Required action:
Repeat, exactly as written, the line containing "In this exercise you will find the black" and each line after it through the end of the data.

[Records for this task Boundary: Start]

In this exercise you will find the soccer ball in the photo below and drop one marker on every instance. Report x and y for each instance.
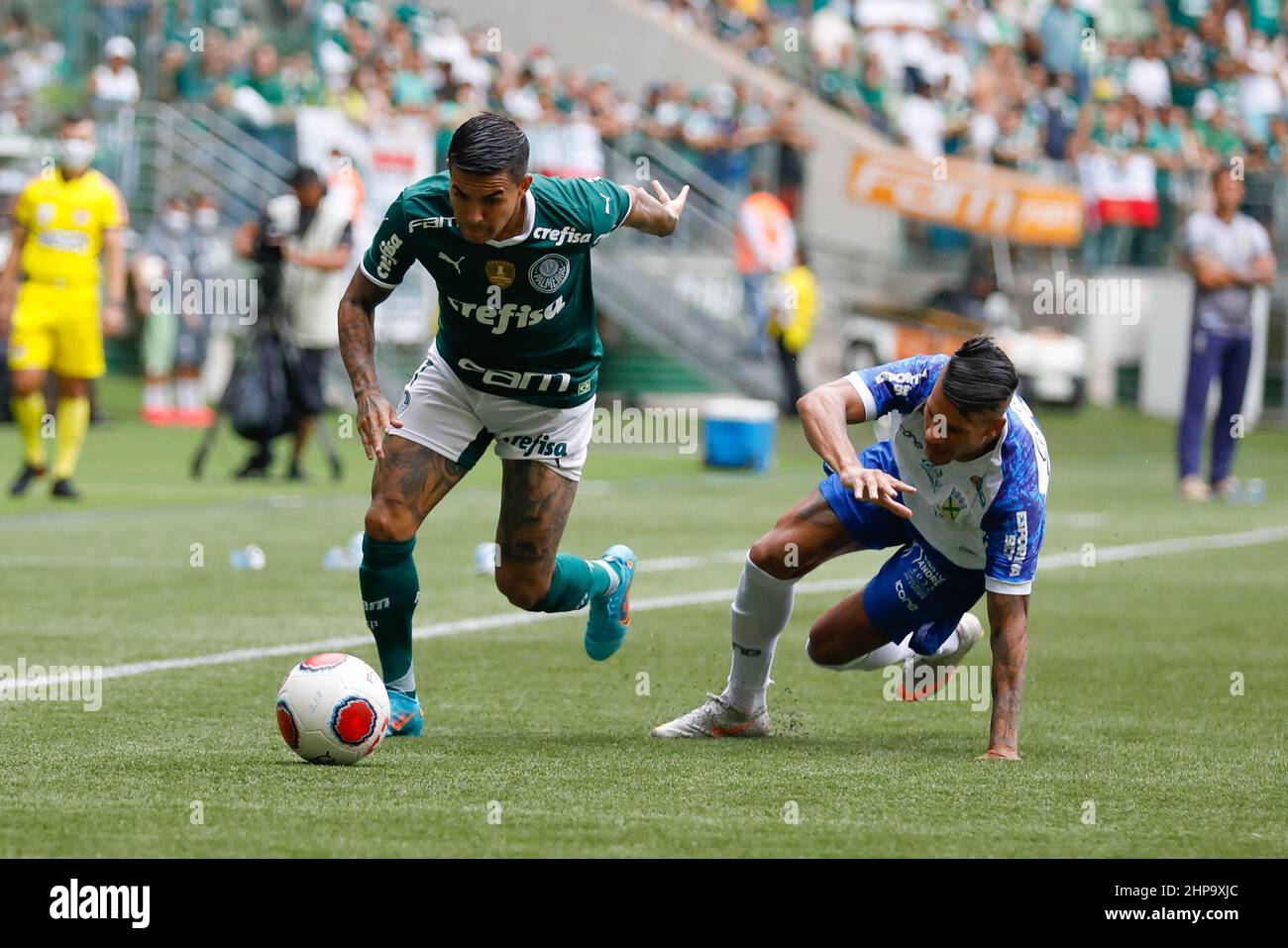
(333, 708)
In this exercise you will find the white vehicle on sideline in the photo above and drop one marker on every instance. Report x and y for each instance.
(1052, 366)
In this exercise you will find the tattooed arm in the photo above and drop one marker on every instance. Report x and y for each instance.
(357, 321)
(1009, 617)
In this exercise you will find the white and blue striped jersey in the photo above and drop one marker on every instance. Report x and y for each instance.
(983, 514)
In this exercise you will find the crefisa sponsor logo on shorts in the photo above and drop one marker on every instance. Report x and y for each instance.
(63, 683)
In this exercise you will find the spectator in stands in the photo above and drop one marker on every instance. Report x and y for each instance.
(921, 123)
(794, 142)
(171, 369)
(1229, 254)
(1061, 40)
(115, 84)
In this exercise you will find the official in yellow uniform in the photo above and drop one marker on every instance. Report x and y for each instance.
(50, 298)
(791, 324)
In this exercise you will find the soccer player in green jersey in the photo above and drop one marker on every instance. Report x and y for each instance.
(514, 363)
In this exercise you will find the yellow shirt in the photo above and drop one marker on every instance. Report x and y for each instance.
(64, 223)
(795, 303)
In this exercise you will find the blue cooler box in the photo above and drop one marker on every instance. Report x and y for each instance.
(739, 433)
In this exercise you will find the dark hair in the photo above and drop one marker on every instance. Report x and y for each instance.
(980, 377)
(301, 176)
(489, 143)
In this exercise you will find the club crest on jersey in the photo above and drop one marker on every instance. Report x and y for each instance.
(500, 273)
(355, 720)
(953, 505)
(323, 662)
(549, 272)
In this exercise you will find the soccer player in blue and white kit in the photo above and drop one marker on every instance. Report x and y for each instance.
(960, 489)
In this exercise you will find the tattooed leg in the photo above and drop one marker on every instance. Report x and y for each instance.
(408, 481)
(535, 506)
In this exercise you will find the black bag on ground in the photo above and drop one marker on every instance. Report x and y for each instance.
(261, 397)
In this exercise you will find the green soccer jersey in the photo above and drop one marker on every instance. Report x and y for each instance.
(516, 317)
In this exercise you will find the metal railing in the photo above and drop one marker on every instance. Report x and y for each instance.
(196, 150)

[Records for this task Boundary: End]

Final answer:
In this exercise you will find the black bag on ground in the photo above and drop one marker on every instance. Report x and y for each instance.
(261, 397)
In this exercise you will find the green soccer jersey in the photo above and drop one marker on every instance. Report x and y for each instance.
(516, 317)
In this exercise you will find the metal railing in the photo above and drop one marker on every instance. Report x and y for each instance.
(196, 150)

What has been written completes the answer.